◆ **Extract**
● ● ● ●

C16orf71 was also observed to have decreased expression when there was a depletion of HIF-1 alpha, HIF-2 beta, or both. HIF, or hypoxia-inducible factors, are responsible for the mediation of hypoxia effects within the body. In addition, HIFs promote clotting and restoration of various epithelial tissues and are vital in the development of mammalian embryos, sperm, and ova.

Data from an experiment also indicated noticeably lower expression of the gene in sperm affected with teratozoospermia, a condition where sperm have abnormal morphology affecting the fertility in males, compared to normal sperm.

C16orf71 was observed to be present in all stages of development, with similar levels of expression throughout.

==== Toxicogenomics experimental data ====
Three chemicals, bisphenol A, butyraldehyde, and polychlorinated biphenyls, have been experimentally tested with C16orf71 for evidence of interaction.

Bisphenol A is suspected to cause impairment in male reproduction. An experiment utilizing seminiferous tubule culture was conducted to observe the effects on meiosis and potential germ-line abnormalities. Gene expression analysis revealed decrease expression for C16orf71 when exposed to the chemical.

● ● ● ●

◆ **Extracted data**
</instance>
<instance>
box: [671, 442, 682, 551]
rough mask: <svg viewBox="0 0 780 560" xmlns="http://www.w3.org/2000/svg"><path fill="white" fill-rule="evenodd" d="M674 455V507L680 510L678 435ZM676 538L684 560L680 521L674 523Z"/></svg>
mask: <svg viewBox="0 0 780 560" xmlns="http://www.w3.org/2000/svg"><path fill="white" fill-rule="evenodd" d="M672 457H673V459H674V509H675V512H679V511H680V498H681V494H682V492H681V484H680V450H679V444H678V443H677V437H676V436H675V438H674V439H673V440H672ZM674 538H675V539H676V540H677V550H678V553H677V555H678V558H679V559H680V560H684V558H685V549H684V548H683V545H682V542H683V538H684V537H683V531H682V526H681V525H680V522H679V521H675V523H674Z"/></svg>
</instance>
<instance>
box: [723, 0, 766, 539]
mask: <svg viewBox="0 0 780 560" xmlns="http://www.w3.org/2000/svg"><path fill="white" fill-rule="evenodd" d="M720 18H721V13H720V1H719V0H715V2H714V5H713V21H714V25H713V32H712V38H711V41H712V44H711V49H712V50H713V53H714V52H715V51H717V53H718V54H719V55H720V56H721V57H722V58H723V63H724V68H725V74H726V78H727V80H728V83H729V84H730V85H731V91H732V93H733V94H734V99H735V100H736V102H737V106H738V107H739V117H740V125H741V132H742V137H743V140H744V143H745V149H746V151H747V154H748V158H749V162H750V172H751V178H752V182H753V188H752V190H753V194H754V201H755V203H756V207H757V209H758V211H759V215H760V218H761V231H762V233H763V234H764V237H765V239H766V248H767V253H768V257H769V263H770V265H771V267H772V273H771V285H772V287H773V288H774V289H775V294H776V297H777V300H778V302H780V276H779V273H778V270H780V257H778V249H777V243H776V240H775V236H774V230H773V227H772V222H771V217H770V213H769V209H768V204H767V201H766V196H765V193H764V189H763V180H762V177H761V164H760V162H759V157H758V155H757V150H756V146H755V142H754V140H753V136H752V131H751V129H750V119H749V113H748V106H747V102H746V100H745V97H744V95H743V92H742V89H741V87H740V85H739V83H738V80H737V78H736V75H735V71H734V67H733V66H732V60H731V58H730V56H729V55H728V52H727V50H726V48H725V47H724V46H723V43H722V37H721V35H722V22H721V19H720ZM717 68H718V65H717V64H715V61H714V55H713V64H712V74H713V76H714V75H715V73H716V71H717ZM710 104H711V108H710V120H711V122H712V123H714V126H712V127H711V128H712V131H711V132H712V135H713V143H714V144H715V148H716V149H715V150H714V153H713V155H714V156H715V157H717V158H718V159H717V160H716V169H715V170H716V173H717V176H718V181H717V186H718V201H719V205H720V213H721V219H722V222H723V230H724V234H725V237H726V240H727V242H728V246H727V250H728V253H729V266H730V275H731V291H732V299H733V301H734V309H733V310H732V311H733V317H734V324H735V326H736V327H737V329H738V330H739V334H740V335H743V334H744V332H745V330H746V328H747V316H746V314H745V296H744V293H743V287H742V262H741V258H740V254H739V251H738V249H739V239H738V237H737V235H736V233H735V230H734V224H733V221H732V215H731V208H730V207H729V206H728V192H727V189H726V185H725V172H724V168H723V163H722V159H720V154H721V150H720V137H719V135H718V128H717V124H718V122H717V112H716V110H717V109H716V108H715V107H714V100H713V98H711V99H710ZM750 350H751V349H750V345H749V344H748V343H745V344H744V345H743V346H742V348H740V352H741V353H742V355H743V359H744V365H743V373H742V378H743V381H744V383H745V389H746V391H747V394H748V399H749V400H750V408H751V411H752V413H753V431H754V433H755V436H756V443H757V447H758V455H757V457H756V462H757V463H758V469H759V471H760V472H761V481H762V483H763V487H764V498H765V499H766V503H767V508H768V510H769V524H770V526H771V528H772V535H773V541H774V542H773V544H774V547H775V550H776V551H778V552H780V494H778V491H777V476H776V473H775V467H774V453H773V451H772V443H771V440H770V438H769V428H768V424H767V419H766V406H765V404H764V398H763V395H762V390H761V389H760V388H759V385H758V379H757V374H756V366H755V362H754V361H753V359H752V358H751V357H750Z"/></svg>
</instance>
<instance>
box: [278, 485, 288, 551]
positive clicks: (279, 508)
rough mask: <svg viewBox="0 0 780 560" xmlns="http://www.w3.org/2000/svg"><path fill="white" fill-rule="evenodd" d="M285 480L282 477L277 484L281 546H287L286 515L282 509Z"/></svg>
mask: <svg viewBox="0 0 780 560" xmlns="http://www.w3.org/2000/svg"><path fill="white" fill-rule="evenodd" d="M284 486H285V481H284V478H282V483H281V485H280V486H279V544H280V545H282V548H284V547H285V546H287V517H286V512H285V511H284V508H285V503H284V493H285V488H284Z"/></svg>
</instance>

● ● ● ●

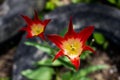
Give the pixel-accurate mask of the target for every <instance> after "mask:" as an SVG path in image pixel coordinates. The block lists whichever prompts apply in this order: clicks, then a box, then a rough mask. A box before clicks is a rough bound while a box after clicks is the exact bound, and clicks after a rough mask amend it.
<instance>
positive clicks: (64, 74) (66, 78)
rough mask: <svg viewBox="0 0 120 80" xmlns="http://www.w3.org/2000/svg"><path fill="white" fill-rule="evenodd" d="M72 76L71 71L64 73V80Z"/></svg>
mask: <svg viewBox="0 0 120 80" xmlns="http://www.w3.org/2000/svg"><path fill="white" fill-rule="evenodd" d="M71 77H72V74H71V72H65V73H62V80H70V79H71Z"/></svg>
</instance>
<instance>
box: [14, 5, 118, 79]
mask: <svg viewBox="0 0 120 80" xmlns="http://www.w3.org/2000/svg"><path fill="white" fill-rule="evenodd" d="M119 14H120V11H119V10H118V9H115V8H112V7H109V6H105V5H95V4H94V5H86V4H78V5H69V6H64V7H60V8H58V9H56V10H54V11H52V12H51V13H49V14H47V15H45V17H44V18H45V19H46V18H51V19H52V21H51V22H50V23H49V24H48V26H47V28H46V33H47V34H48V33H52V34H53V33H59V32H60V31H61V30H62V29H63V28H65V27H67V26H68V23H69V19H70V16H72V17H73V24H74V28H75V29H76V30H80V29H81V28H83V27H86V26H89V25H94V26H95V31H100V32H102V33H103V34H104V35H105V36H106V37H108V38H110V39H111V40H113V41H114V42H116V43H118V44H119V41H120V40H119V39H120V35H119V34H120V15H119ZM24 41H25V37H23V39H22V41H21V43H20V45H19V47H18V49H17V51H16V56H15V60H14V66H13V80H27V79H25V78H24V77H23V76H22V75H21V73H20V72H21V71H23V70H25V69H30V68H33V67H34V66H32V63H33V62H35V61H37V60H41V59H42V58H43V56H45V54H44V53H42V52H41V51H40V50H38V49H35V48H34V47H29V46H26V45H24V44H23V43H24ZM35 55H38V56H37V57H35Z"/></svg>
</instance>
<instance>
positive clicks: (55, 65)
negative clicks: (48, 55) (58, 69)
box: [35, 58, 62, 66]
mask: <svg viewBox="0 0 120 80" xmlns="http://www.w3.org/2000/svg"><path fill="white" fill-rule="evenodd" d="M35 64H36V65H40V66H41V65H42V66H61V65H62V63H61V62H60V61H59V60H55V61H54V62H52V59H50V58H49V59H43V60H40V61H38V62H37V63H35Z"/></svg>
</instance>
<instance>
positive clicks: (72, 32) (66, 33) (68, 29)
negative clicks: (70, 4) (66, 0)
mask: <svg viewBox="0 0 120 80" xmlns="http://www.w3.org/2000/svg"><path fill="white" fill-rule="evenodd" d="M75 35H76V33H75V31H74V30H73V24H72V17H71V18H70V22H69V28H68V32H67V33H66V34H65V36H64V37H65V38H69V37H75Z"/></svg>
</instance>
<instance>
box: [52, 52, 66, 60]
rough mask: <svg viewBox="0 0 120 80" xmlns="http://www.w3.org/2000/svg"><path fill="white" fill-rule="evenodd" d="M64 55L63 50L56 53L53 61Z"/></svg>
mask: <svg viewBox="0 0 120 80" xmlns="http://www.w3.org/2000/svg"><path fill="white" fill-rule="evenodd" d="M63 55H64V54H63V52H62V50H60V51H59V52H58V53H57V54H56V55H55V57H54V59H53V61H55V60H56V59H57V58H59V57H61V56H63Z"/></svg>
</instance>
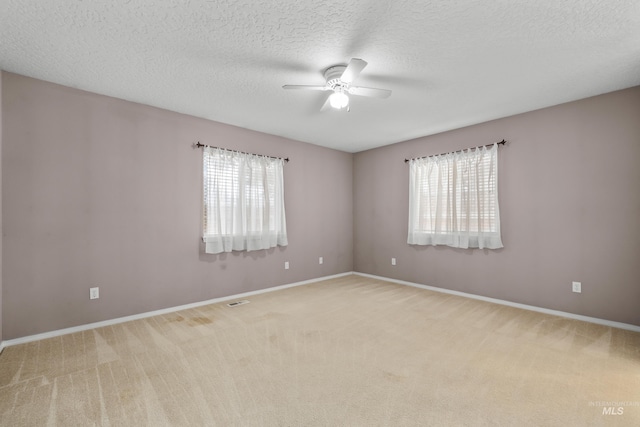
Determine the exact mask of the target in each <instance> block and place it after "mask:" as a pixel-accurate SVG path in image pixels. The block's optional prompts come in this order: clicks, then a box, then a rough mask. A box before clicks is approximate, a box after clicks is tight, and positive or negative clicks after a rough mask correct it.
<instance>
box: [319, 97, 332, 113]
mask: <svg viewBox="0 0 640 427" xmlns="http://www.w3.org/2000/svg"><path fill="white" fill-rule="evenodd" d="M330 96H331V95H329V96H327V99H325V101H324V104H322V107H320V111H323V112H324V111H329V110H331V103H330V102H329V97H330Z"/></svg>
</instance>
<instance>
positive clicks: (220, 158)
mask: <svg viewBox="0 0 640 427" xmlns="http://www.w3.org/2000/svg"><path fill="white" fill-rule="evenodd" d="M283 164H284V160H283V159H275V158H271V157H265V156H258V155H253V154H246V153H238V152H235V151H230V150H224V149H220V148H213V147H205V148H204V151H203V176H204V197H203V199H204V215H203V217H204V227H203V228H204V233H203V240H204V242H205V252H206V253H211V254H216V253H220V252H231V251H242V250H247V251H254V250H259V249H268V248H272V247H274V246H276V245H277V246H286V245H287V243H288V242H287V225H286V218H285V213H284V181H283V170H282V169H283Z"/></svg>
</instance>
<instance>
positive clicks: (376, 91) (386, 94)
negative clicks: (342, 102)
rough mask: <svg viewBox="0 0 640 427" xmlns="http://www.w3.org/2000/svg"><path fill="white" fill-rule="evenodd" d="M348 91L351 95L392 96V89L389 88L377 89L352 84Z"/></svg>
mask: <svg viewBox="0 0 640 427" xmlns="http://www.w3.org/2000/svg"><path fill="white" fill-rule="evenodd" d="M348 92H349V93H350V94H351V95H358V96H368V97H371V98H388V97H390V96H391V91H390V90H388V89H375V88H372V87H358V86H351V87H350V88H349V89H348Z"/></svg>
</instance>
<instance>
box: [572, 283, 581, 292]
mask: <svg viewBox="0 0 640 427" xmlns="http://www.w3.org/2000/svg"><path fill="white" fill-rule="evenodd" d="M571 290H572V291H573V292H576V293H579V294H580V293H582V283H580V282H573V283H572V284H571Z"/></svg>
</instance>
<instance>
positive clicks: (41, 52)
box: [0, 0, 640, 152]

● ● ● ●

◆ **The task**
For each statement below, say whether the C16orf71 text above supports it, answering yes or no and quoting the words from the text that decide it. 1. C16orf71 expression decreased when HIF-1 alpha, HIF-2 beta, or both were depleted. 2. C16orf71 expression differed markedly from one stage of development to another. 3. Exposure to bisphenol A raised C16orf71 expression.

◆ **Result**
1. Yes: "C16orf71 was also observed to have decreased expression when there was a depletion of HIF-1 alpha, HIF-2 beta, or both."
2. No: "C16orf71 was observed to be present in all stages of development, with similar levels of expression throughout."
3. No: "Gene expression analysis revealed decrease expression for C16orf71 when exposed to the chemical."